§ Passage provided:
2.$T: R^{3} → R^{2}$ defined by $T(a_{1}, a_{2}, a_{3})=(a_{1 }− a_{2}, 2a_{3})$.
3.$T: R^{2} → R^{3}$ defined by $T(a_{1}, a_{2})=(a_{1} + a_{2}, 0, 2a_{1} − a_{2})$.
10.Suppose that $T: R^{2} → R^{2}$ is linear, $T(1, 0) = (1, 4)$, and $T(1, 1) = (2, 5)$.
What is $T(2, 3)$? Is $T$ one-to-one?
13.Let $V$ and $W$ be vector spaces, let $T: V → W$ be linear, and let
{$w_{1}, w_{2},... ,w_{k}$} be a linearly independent subset of $R(T)$. Prove that if S = {$v_{1}, v_{2},... ,v_{k}$} is chosen so that $T(v_{i}) = w_{i}$ for i = 1, 2,... ,k, then S is linearly independent.
14.Let $V$ and $W$ be vector spaces and $T: V → W$ be linear.
(a.) Prove that $T$ is one-to-one if and only if $T$ carries linearly independent subsets of $V$ onto linearly independent subsets of $W$.
(b.) Suppose that $T$ is one-to-one and that $S$ is a subset of $V$. Prove that $S$ is linearly independent if and only if $T(S)$ is linearly independent.
(c.) Suppose β = {$v_{1}, v_{2},...,v_{n}$} is a basis for $V$ and $T$ is one-to-one and onto. Prove that$\enspace T(β)=${$T(v_{1}),T(v_{2}),...,T(v_{n})$} is a basis for $W$.
17.Let $V$ and $W$ be finite-dimensional vector spaces and $T: V → W$ be linear.
(a) Prove that if $dim(V) < dim(W)$, then $T$ cannot be onto.
(b) Prove that if $dim(V) > dim(W)$, then $T$ cannot be one-to-one.
20.Let $V$ and $W$ be vector spaces with subspaces $V_{1}$ and $W_{1}$, respectively.
If $T: V → W$ is linear, prove that $T(V_{1})$ is a subspace of $W$ and that {$x ∈ V: T(x) ∈ W_{1}$} is a subspace of $V$.
37.A function $T: V → W$ between vector spaces $V$ and $W$ is called $additive$ if $T(x + y) = T(x) + T(y)$ for all $x, y ∈ V$. Prove that if $V$ and $W$ are vector spaces over the field of rational numbers, then any additive function from $V$ into $W$ is a linear transformation.
38.Let $T: C → C$ be the function defined by $T(z) = \overline z$. Prove that $T$ is additive (as defined in Exercise 37) but not linear.
**2.2 THE MATRIX REPRESENTATION OF A LINEAR
TRANSFORMATION**
2.Let β and γ be the standard ordered bases for $R^n$ and $R^m$, respectively.
For each linear transformation $T: R^n → R^m$, compute $[T]^γ_{β}$.

§ Supplied information:
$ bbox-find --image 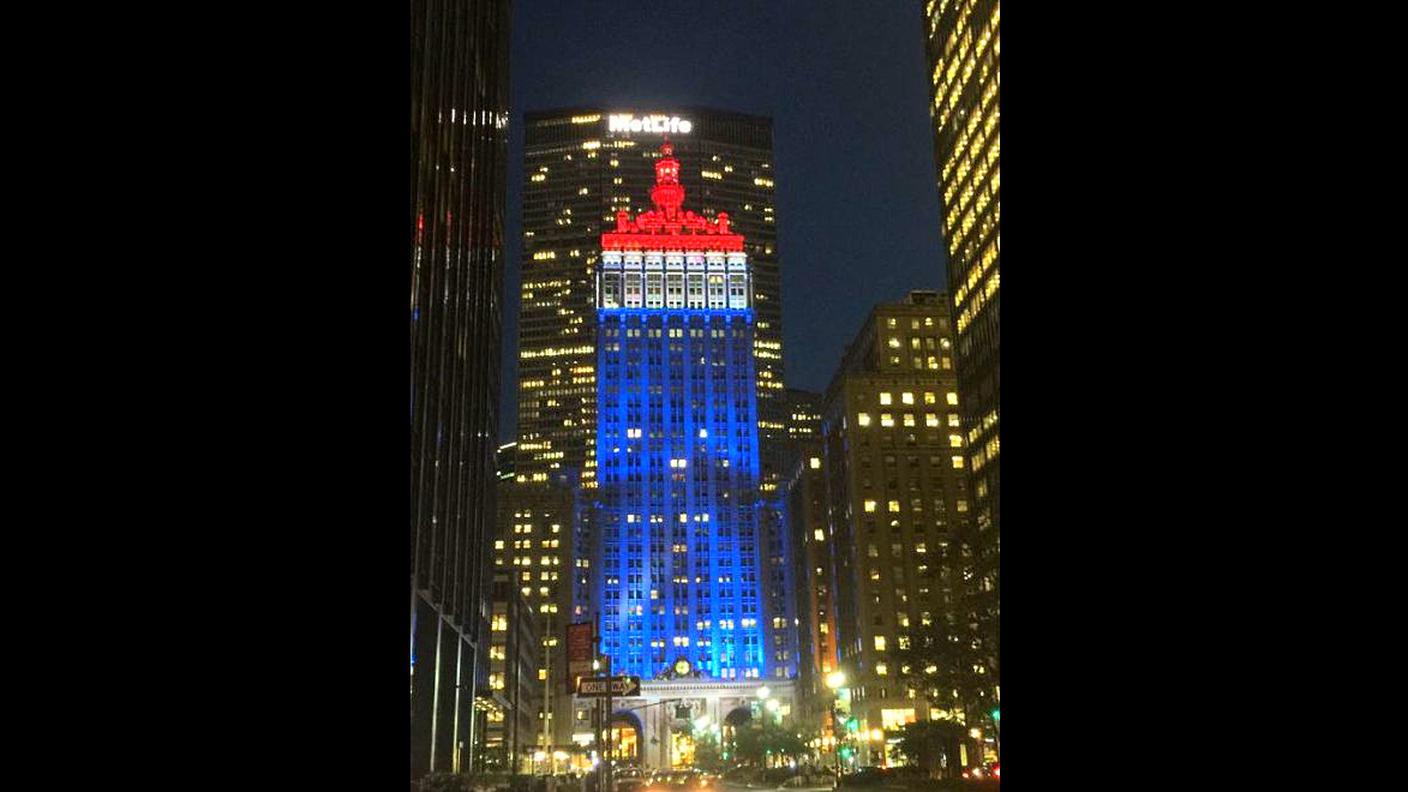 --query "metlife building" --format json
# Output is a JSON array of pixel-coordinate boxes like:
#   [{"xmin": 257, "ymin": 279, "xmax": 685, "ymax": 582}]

§ Your objective: Carry on the linear algebra exercise list past its last line.

§ Result for this exercise:
(b) $T: R^3 → R^2$ defined by $T(a_{1}, a_{2}, a_{3}) = (2a_{1} + 3a_{2} − a_{3}, a_{1} + a_{3})$.
4.Define
$T: M_{2×2}(R) → P_{2}(R)$ by $T
\begin{pmatrix}{2}
a&b\\
c&d
\end{pmatrix}
= (a + b) + (2d)x + bx^2$.
Let
$β=
\begin{Bmatrix}
\begin{pmatrix}
1&0\\
0&0
\end{pmatrix}&
\begin{pmatrix}
0&1\\
0&0
\end{pmatrix}&
\begin{pmatrix}
0&1\\
0&0
\end{pmatrix}&
\begin{pmatrix}
0&0\\
0&1
\end{pmatrix}
\end{Bmatrix}$ and $γ = \begin{Bmatrix} 1,&x,&x^2 \end{Bmatrix}
.$
5.Let
$α =\begin{Bmatrix}
\begin{pmatrix}
1&0\\
0&0
\end{pmatrix}&
\begin{pmatrix}
0&1\\
0&0
\end{pmatrix}&
\begin{pmatrix}
0&1\\
0&0
\end{pmatrix}&
\begin{pmatrix}
0&0\\
0&1
\end{pmatrix}
\end{Bmatrix}$
β = {$1, x, x^{2}$},
and γ = {1}.
(b) Define
$T: P_{2}(R) → M_{2×2}(R)$ by $T(f(x)) =
\begin{pmatrix}
f'(0)&2f(1)\\
0&f''(3)
\end{pmatrix}.$
(d) Define $T: P_{2}(R) → R \enspace by \enspace T(f(x)) = f(2).$ Compute $[T]^γ_{β}$.
(f) If $f(x)=3 − 6x + x^2$, compute $[f(x)]_{β}$.
8.Let $V$ be an n-dimensional vector space with an ordered basis β. Define
$T: V → F^n$ by $T(x)=[x]_{β}$. Prove that $T$ is linear.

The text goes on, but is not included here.